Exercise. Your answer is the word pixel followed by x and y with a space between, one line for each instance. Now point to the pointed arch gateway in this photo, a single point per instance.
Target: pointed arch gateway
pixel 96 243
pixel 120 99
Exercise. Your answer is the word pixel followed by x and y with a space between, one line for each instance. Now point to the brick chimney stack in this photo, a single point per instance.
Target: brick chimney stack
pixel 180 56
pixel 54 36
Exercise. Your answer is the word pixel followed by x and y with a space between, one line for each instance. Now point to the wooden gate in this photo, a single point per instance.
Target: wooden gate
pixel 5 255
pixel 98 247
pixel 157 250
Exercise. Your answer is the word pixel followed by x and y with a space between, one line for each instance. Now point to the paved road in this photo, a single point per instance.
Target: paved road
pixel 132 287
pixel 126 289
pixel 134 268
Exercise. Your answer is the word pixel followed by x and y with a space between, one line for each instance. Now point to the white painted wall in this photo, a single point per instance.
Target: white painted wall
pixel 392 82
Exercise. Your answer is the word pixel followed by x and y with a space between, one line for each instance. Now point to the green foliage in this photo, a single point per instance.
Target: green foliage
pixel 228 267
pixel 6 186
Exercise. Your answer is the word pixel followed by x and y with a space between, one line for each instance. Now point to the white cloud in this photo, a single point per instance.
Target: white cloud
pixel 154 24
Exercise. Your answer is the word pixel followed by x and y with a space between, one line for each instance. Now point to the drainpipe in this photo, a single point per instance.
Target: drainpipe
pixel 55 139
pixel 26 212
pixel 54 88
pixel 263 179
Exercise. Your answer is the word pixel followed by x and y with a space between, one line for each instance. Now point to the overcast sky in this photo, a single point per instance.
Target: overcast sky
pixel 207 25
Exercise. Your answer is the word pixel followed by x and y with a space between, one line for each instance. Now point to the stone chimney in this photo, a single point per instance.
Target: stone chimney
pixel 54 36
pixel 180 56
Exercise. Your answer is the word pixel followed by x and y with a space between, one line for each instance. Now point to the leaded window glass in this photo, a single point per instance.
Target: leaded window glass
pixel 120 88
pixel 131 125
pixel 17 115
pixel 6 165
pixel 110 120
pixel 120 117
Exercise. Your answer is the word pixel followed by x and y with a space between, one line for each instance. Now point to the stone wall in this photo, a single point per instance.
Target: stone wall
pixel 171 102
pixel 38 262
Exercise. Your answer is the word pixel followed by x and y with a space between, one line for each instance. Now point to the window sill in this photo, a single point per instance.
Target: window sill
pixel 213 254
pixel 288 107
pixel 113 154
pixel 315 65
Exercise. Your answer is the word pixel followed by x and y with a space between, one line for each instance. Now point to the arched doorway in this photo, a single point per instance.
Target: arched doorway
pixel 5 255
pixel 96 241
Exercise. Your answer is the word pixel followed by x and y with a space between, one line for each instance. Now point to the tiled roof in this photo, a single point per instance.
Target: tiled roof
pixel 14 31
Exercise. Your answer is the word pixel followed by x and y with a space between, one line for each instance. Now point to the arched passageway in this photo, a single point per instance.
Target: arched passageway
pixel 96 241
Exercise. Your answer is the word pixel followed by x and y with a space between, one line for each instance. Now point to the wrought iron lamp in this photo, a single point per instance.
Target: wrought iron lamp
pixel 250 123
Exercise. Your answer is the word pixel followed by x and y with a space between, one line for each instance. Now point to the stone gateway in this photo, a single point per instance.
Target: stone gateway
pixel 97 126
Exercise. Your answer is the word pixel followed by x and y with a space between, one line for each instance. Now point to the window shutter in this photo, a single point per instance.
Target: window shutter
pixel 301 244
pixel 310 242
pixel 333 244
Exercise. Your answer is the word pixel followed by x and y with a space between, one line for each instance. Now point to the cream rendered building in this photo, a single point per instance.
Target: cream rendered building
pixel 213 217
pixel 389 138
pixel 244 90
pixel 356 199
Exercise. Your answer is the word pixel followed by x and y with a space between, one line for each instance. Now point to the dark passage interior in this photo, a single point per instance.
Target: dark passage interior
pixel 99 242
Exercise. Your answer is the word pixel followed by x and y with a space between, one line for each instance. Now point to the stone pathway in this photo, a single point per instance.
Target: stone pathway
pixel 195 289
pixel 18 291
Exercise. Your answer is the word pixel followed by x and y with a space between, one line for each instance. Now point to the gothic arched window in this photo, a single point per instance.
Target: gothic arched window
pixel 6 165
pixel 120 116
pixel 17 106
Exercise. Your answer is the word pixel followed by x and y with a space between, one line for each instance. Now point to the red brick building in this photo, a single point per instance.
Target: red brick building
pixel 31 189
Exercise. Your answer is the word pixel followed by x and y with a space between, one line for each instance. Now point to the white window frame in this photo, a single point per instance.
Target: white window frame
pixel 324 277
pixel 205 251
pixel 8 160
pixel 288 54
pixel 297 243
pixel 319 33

-- -- --

Reproduce all of the records above, line by line and with no changes.

**The answer:**
Exercise. Your answer is the word pixel followed by x and y with a space between, one line for each instance. Now point to the pointed arch gateway in this photo, a single point per instance.
Target: pointed arch gateway
pixel 96 243
pixel 120 99
Exercise. Your answer is the word pixel followed by x and y with a space between, one line for each instance. Now point to the brick chimney stack in this photo, a single point per instance.
Target: brick chimney stack
pixel 180 56
pixel 54 36
Exercise. Your answer is the word pixel followed by x and y with a space between, one line for each instance. Now point to the wooden gate in this photo, a single point per instance.
Target: wooden gate
pixel 5 255
pixel 98 247
pixel 157 250
Exercise. Your answer is the word pixel followed by x and y with a space between, one line for each instance. Now point to the paved road in this photo, a single point per instance.
Target: paved road
pixel 132 287
pixel 126 289
pixel 134 268
Exercise. Your answer is the word pixel followed by x and y with a space between, one line for each instance. Now point to the white painted wall in this photo, a single point per instance.
Target: white painted wall
pixel 392 82
Exercise. Your answer is the word pixel followed by x and y with a space between, one line for each instance. Now point to the green foliage in this photo, a single point per instance.
Target: green foliage
pixel 228 267
pixel 6 186
Exercise. Your answer is the word pixel followed by x and y with a space between, one line for each instance. Now point to the white cloud in this photo, a single point per instance.
Target: white cloud
pixel 154 24
Exercise. Your answer is the word pixel followed by x and y with a space between, one line for each instance. Now point to the drainpipe in this photo, a single point per instance.
Target: drainpipe
pixel 55 139
pixel 26 212
pixel 54 88
pixel 263 179
Exercise. Your answer is the word pixel followed by x and y with a space between, one line for each instance. Now point to the overcast sky in this photo, a single point per instance.
Target: overcast sky
pixel 207 25
Exercise. Your answer is the word pixel followed by x and y with a space between, one line for each instance. Now point to the stone chimney in this photo, a single point per instance.
Target: stone chimney
pixel 54 36
pixel 180 56
Exercise. Your answer is the word pixel followed by x and y with a space between, one line for each instance. Now point to the leaded window glass in this photo, a single point per instance.
Target: leaded window glass
pixel 120 88
pixel 131 125
pixel 17 115
pixel 6 165
pixel 110 120
pixel 120 117
Exercise. Your answer is the word pixel followed by x and y with a space between, one line for each instance. Now point to the stone wall in this photo, a single point per instance.
Target: stone wall
pixel 171 102
pixel 38 262
Exercise. Your answer is the word pixel followed by x and y with a space between, one line for each instance. Now point to the window sill in this photo, a single point per instance.
Target: window sill
pixel 213 254
pixel 288 107
pixel 113 154
pixel 315 65
Exercise. Your answer is the word pixel followed by x and y with a space between, one line for each instance. Now point to the arched doorway in this photo, a single point per instance.
Target: arched doorway
pixel 5 255
pixel 96 241
Exercise. Your answer is the word pixel followed by x and y with a space between, one line for each instance. Now point to the tiled roof in this photo, a single point per instance.
Target: tiled roof
pixel 14 31
Exercise. Your answer is the word pixel followed by x and y with a space between, one line for each instance. Now point to the arched passageway in this photo, a single point per instance.
Target: arched passageway
pixel 96 241
Exercise. Your answer is the word pixel followed by x and y with a space between, one line for each instance. Now point to the wrought iron lamp in this photo, a single point per instance.
Target: wrought iron lamp
pixel 250 123
Exercise. Your answer is the word pixel followed by x and y with a space between, one line for each instance. Now point to the stone gateway in this photo, a single point per instance.
Target: stone gateway
pixel 97 126
Exercise. Your answer is the word pixel followed by x and y with a space between, one line for each instance. Now point to the window shutter in this photo, a single point per instance.
Target: window shutter
pixel 301 244
pixel 310 242
pixel 333 244
Exercise. Your answer is the word pixel followed by x and y with a space between, one line for each instance. Now point to the cream rendered building in this photo, a single point per instance.
Target: cream rendered building
pixel 213 217
pixel 389 138
pixel 244 90
pixel 356 199
Exercise. Your answer is the word pixel followed by x and y with a space between, one line for each instance. Now point to the dark passage interior in this photo, a single point per instance.
Target: dark passage interior
pixel 99 242
Exercise. Your answer is the word pixel followed by x and y with a space between, one line for each instance. Now point to the stone pathway in this photo, a single point per instance.
Target: stone pathway
pixel 195 289
pixel 18 291
Exercise. Your answer is the word pixel followed by x and y with a space between, one line for each instance. Now point to the gothic arched window in this photo, a single point per instance.
Target: gothic arched window
pixel 6 165
pixel 120 116
pixel 17 106
Exercise. Your answer is the word pixel followed by x and y with a space between, one line for each instance. Now point to the red brick building in this photo, a single point per instance.
Target: red brick building
pixel 31 189
Exercise. Your answer is the word pixel followed by x and y with a space between, one line for each instance. Now point to the white window frame in this photo, a single point per instance.
Target: white window frame
pixel 324 277
pixel 205 251
pixel 8 160
pixel 288 54
pixel 297 243
pixel 319 33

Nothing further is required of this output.